Preguntas por responder =>
(a) Responda, a partir del texto sobre Julio Scherer García, las siguientes preguntas:
(i) ¿A quién se otorgó la presea Belisario Domínguez?
(ii) ¿Con quién se sostuvo la conversación convertida en el libro Cárceles?
(iii) ¿Por qué motivo convidaron a quien escribe a las comidas familiares?
(b) Edite el fragmento del texto sobre Julio Scherer García que comienza en las palabras "No fue necesario" y termina después de "de la sociedad.", con "libertad de opinión" sustituido por "libertad de expresión".

- Quizá el libro más revelador de su estatura profesional y de la percepción por él desarrollada acerca de los caracteres humanos, sea la larga, sinuosa y transparente conversación sostenida con Carlos Tornero Díaz, convertida en el libro Cárceles
Gregorio Ortega Molina
El Estado todo, o casi todo, lo ha corrompido. Convirtieron la presea Belisario Domínguez en una corcholata de kermes al otorgarla a Alberto Bailleres. Entiendo la avidez de Carlos Payán por recibirla, para convertir su vida en otra gesta narrada por Laura Restrepo. Debió abstenerse.
No fue necesario que don Julio continuara vivo para tomar la decisión que su familia asumió. Él supo, desde siempre, que la relación con los gobiernos es idéntica a la del paciente con la enfermedad, sobre todo si lo que se defiende es la libertad de opinión, que en esta época de redes sociales y tiempo real adquiere mayor peso que el que cierta prensa negocia con el Estado a espaldas de la sociedad.
Con toda certeza sus hijos escucharon sus muy personales percepciones sobre algunos periodistas y cierto periodismo. Mucho de lo que puede decirse sobre ella se infiera en la lectura de sus textos largos, en las conversaciones con David Alfaro Siqueiros, en la manga y las mancuernillas de las camisas de Gustavo Díaz Ordaz, en los ojos de serpiente de Luis Echeverría Álvarez, en el Petrus de Carlos Salinas de Gortari, pero también en la foto de portada de Proceso con El Mayo Zambada, y en la manera de disfrutar sus comidas familiares, que las tuvo y a las que en alguna ocasión me convidaron, por ser el vecino de su hermana Paz.
Quizá el libro más revelador de su estatura profesional y de la percepción por él desarrollada acerca de los caracteres humanos, sea la larga, sinuosa y transparente conversación sostenida con Carlos Tornero Díaz, convertida en el libro Cárceles. Si se evocan las imágenes logradas en esa entrevista, resulta imposible que Julio Scherer García hubiese aceptado la medalla Belisario Domínguez, sobre todo después de que Emilio Gamboa Patrón la convirtió en objeto de sorna, y quizá también de escarnio.

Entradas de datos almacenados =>
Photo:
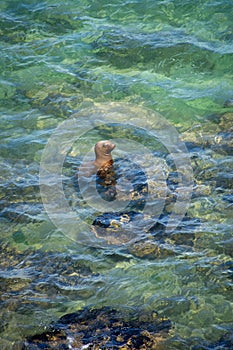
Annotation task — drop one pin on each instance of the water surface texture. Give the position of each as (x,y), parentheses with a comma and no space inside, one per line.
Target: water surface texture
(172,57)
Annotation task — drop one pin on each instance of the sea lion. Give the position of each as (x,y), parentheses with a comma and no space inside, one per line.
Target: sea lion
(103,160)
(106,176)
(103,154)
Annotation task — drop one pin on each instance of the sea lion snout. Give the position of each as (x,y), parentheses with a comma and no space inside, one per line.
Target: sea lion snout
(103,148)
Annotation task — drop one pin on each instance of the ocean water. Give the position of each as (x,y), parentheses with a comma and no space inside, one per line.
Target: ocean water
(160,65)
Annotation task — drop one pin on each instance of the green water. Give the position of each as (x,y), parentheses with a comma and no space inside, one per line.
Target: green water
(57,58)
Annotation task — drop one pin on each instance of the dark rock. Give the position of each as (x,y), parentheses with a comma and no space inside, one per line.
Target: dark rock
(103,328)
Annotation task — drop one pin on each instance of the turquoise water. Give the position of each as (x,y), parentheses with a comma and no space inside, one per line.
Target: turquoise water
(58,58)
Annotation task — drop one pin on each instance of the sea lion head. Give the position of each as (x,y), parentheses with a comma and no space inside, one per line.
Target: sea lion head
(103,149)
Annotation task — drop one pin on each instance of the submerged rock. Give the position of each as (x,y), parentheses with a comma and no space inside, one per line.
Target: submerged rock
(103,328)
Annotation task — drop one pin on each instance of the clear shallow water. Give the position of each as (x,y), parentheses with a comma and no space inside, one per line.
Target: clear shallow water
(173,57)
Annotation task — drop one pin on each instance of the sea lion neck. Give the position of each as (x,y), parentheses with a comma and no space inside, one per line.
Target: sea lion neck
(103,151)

==

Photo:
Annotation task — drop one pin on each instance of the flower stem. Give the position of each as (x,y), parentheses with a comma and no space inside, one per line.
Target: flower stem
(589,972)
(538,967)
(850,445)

Respuestas por tarea =>
(a)
(i) A Alberto Bailleres.
(ii) Con Carlos Tornero Díaz.
(iii) Por ser el vecino de su hermana Paz.

(b)
No fue necesario que don Julio continuara vivo para tomar la decisión que su familia asumió. Él supo, desde siempre, que la relación con los gobiernos es idéntica a la del paciente con la enfermedad, sobre todo si lo que se defiende es la libertad de expresión, que en esta época de redes sociales y tiempo real adquiere mayor peso que el que cierta prensa negocia con el Estado a espaldas de la sociedad.